[Extract]:

********************

Choosing the right serving stack
All major inference frameworks implement continuous batching, so the choice between them comes down to secondary factors. vLLM is the most flexible and widely documented — the default choice for most open-model deployments. TensorRT-LLM wins on raw throughput for NVIDIA hardware if you can afford the extra setup. SGLang outperforms both for structured-generation workloads and agentic pipelines with repeated model calls. TGI integrates tightly with Hugging Face tooling and is simpler to configure. Benchmark with your actual model, traffic shape, and latency target before committing — the framework that wins in a published benchmark may not be the right one for your specific workload.
FAQ
What is continuous batching in LLM inference?
Continuous batching is a GPU scheduling technique where the server adjusts which requests are in the active batch after every single token generation step. When a request finishes, it is immediately removed and a waiting request takes its slot — so the GPU is always processing a full, useful batch instead of waiting for a slow request to drag the whole group to a halt.

********************

[Records]:
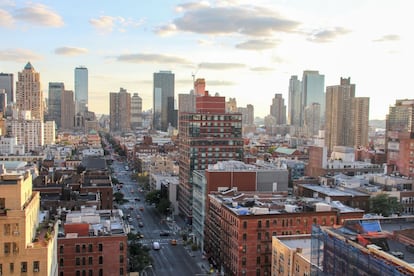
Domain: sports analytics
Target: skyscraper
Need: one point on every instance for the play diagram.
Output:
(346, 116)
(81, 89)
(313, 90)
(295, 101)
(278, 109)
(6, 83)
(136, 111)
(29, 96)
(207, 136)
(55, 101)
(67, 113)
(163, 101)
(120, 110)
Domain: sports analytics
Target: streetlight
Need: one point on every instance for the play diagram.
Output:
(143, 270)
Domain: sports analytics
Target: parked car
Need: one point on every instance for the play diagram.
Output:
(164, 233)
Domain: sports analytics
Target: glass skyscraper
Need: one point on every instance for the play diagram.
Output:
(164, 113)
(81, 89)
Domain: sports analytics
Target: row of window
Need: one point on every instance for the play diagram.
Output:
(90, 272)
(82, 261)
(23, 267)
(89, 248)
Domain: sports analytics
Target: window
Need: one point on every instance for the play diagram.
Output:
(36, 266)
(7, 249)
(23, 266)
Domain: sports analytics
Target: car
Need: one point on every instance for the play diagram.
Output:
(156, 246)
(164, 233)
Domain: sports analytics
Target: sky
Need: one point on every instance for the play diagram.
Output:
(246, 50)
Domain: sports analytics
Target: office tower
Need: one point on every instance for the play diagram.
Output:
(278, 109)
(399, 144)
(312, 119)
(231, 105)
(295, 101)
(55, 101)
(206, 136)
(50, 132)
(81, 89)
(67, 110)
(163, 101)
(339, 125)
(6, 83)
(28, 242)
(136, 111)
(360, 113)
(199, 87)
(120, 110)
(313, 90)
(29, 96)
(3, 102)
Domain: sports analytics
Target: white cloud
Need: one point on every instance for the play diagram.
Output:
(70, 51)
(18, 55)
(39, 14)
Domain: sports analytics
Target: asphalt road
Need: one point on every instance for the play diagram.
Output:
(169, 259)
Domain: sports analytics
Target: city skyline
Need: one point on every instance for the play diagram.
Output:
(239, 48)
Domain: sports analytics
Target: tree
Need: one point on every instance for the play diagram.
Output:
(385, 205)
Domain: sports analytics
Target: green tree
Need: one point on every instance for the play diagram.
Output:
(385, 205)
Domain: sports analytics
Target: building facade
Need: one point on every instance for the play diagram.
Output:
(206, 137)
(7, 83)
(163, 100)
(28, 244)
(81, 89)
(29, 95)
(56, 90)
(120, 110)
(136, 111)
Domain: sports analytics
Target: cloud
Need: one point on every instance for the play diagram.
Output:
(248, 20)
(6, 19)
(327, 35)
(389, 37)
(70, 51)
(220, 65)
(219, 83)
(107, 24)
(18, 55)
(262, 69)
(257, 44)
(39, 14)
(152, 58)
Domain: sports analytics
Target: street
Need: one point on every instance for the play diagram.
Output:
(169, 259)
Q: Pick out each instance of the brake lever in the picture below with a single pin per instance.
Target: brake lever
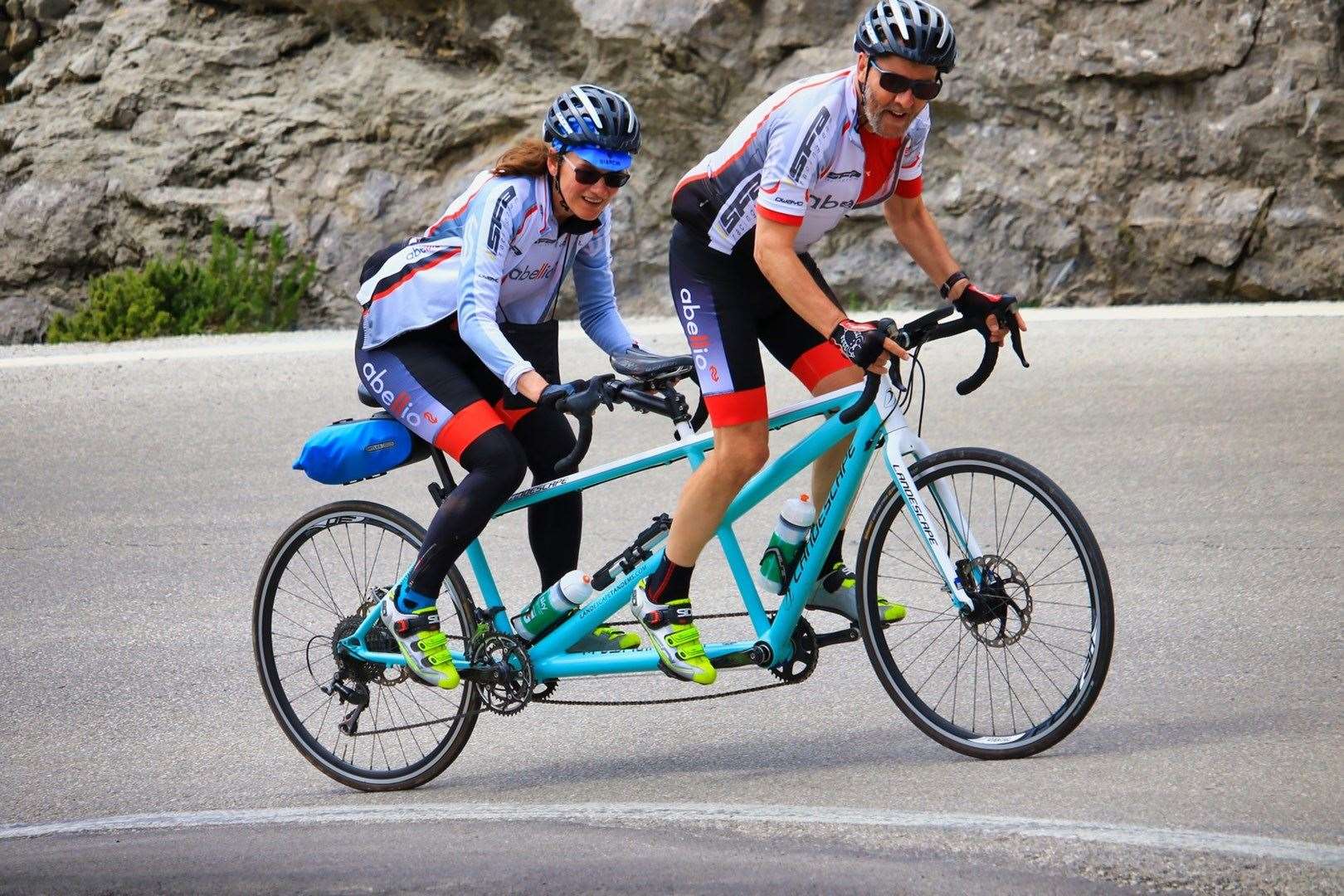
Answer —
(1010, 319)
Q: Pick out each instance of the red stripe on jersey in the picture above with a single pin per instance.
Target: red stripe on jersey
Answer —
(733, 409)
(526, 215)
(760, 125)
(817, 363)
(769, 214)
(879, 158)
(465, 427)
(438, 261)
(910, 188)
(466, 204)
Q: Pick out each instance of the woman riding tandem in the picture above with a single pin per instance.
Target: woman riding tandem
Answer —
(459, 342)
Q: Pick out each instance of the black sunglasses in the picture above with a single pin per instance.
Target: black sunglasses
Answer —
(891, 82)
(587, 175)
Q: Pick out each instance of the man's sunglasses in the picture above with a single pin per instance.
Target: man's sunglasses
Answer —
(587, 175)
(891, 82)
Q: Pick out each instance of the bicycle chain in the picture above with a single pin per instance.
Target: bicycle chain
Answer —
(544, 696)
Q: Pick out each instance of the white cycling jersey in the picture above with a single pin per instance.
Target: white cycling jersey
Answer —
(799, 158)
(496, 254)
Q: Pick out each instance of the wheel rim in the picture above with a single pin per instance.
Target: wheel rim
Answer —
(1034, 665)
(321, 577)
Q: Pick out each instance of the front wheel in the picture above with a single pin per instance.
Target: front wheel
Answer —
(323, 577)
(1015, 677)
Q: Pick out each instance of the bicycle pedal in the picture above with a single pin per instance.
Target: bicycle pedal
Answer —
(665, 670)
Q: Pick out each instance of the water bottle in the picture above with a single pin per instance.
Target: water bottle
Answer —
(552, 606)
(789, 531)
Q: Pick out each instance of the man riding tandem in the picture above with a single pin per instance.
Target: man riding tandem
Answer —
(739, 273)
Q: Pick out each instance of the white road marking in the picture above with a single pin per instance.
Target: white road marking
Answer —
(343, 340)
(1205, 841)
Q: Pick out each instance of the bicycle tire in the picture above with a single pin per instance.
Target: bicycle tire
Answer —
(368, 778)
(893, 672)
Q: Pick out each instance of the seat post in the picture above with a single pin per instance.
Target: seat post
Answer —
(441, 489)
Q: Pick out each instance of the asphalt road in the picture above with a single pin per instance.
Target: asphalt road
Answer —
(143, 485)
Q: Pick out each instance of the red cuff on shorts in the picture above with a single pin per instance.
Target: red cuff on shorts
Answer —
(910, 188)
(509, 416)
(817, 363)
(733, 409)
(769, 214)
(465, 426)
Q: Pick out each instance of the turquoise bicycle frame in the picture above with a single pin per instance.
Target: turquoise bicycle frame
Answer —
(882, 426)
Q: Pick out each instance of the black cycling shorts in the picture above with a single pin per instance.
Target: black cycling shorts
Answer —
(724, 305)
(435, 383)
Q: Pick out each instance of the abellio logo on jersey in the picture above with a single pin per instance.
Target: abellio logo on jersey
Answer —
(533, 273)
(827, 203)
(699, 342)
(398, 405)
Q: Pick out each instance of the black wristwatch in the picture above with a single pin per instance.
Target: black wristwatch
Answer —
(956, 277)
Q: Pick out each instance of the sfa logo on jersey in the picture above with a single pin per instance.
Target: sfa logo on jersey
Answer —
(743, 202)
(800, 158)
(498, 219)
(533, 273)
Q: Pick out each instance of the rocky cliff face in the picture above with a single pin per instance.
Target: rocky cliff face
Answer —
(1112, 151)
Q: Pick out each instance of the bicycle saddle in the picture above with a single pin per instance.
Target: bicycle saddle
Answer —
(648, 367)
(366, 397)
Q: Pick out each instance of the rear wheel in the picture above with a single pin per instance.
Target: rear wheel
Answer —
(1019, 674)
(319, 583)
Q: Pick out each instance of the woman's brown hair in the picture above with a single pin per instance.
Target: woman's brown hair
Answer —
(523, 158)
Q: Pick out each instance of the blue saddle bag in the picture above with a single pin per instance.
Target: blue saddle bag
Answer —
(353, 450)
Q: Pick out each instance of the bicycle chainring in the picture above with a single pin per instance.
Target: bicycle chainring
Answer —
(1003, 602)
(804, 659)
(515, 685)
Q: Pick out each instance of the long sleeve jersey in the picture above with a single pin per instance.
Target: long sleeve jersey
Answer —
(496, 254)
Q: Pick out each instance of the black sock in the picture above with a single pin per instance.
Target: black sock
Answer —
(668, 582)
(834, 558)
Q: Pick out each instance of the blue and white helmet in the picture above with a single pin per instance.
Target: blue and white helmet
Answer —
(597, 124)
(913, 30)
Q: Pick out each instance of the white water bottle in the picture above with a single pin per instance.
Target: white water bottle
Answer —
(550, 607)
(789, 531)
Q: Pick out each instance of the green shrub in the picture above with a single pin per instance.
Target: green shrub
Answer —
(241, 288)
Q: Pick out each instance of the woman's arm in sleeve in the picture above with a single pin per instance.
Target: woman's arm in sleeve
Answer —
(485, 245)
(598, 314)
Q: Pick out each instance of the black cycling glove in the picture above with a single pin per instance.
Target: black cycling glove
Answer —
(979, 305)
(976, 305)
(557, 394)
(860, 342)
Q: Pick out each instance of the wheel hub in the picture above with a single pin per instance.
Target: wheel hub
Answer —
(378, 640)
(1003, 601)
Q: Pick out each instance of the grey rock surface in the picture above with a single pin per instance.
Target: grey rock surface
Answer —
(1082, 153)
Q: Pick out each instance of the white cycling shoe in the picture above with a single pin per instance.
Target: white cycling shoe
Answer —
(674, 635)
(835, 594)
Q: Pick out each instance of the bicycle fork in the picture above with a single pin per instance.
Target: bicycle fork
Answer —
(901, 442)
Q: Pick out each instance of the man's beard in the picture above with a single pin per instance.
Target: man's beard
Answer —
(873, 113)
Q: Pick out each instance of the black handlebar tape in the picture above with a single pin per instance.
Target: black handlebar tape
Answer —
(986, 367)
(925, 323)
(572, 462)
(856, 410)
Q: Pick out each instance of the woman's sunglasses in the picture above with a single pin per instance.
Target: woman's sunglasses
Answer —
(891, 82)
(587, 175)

********************

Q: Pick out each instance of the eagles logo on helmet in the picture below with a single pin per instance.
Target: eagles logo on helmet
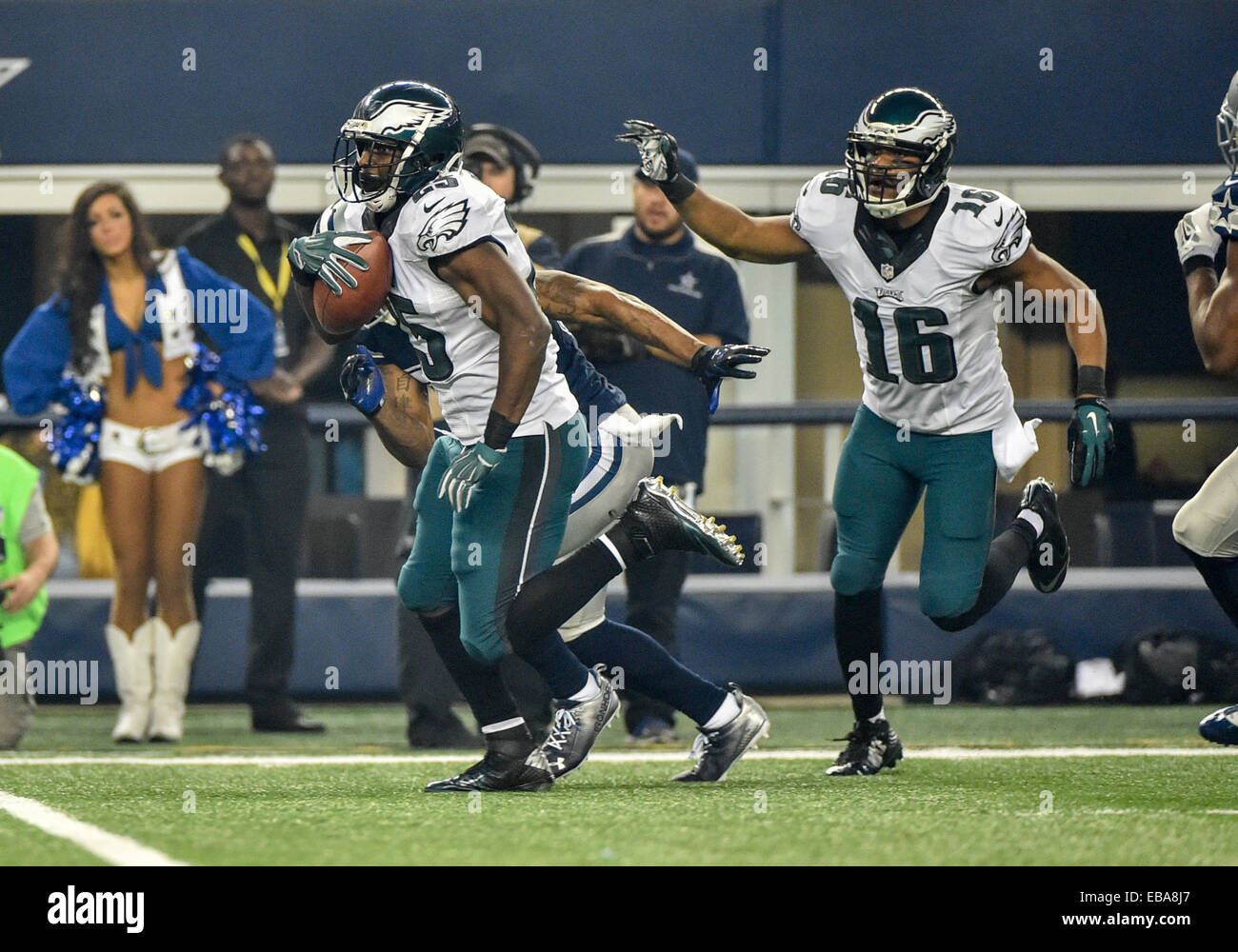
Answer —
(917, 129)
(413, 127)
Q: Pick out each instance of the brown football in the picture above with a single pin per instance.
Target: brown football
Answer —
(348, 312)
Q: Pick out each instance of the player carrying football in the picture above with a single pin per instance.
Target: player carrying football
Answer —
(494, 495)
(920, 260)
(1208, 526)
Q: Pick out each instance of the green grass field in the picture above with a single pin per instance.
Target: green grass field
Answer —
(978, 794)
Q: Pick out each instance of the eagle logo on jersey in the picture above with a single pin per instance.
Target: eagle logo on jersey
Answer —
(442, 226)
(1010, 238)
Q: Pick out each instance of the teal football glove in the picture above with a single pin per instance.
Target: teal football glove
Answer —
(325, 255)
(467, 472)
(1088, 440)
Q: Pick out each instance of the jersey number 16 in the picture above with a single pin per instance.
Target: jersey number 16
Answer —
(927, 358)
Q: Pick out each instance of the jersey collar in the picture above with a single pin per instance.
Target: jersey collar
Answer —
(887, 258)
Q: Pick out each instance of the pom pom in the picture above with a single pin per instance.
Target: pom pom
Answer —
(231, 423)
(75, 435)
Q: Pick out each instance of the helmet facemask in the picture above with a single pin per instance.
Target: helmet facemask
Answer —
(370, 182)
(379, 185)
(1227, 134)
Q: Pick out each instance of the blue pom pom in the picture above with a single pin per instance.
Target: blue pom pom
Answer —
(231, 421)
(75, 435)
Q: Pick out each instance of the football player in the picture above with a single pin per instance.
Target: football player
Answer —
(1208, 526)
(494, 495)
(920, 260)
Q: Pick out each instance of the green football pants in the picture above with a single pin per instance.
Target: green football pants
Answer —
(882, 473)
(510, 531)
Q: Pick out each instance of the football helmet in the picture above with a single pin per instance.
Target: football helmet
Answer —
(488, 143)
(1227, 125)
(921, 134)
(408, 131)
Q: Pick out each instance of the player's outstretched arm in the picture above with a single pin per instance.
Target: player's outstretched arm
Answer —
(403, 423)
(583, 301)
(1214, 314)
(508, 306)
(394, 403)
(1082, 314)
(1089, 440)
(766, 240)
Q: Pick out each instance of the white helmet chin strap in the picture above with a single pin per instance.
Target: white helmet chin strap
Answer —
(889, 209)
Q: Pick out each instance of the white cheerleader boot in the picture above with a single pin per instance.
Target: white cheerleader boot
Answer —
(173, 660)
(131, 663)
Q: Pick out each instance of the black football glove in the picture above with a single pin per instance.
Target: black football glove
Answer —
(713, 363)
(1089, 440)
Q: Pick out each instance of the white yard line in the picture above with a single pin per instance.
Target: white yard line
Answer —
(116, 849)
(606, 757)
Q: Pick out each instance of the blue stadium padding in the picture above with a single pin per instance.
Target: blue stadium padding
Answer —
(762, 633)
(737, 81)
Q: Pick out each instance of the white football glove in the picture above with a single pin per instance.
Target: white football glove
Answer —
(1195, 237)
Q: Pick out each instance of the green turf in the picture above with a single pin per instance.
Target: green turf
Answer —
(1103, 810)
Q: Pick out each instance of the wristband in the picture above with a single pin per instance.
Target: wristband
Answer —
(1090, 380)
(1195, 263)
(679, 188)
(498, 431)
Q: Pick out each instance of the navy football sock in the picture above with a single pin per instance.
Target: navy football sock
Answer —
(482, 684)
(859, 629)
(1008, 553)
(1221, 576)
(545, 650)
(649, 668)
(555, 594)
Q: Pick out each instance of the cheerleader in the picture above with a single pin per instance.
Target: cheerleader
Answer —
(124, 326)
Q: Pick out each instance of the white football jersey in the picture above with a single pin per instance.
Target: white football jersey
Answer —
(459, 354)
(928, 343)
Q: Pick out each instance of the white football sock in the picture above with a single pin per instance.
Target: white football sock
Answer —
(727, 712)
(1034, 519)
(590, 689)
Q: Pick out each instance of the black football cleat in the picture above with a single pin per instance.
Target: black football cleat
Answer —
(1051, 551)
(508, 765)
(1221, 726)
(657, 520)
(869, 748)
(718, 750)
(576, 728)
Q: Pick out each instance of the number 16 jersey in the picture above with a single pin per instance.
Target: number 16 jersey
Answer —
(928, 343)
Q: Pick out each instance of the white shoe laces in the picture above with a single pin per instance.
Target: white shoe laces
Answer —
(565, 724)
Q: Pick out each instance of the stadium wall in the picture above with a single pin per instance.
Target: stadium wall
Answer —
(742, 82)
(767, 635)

********************

[Prompt 1]:
Retype the part of the text on LLM serving stacks from "Choosing the right" up to and including "in LLM inference?".
[Prompt 2]:
Extend the text on LLM serving stacks and continuous batching, picking up after its last sentence.
The lines have nothing to do with the text on LLM serving stacks.

[Final answer 1]:
Choosing the right serving stack
All major inference frameworks implement continuous batching, so the choice between them comes down to secondary factors. vLLM is the most flexible and widely documented — the default choice for most open-model deployments. TensorRT-LLM wins on raw throughput for NVIDIA hardware if you can afford the extra setup. SGLang outperforms both for structured-generation workloads and agentic pipelines with repeated model calls. TGI integrates tightly with Hugging Face tooling and is simpler to configure. Benchmark with your actual model, traffic shape, and latency target before committing — the framework that wins in a published benchmark may not be the right one for your specific workload.
FAQ
What is continuous batching in LLM inference?

[Final answer 2]:
How much faster does continuous batching make LLM serving?
In the Orca research paper, iteration-level scheduling showed up to 36.9x higher throughput versus naive static-batching systems. Anyscale's widely-cited 2023 benchmark showed vLLM achieving 23x the throughput of a basic HuggingFace serving setup. In practice, 4–8x throughput improvements over simple static batching under real concurrent traffic are common, and GPU utilization typically climbs from 30–40% to 80%+.
What is the difference between continuous batching and static batching?
Static batching collects a fixed group of requests and runs them all together until every single one finishes — short requests sit idle waiting for long ones. Continuous batching evicts finished requests and admits new ones after every token step, keeping the batch continuously full. Continuous batching has lower average latency, higher throughput, and far better GPU utilization under variable-length requests.
Does continuous batching affect the quality of the model output?
No. Continuous batching is purely a scheduling change — it only controls which requests are in the active batch at each step. The model's actual computation for each token is identical to running the request in isolation. Output quality, determinism (for a fixed seed), and token probabilities are unaffected.
What is the relationship between continuous batching and PagedAttention?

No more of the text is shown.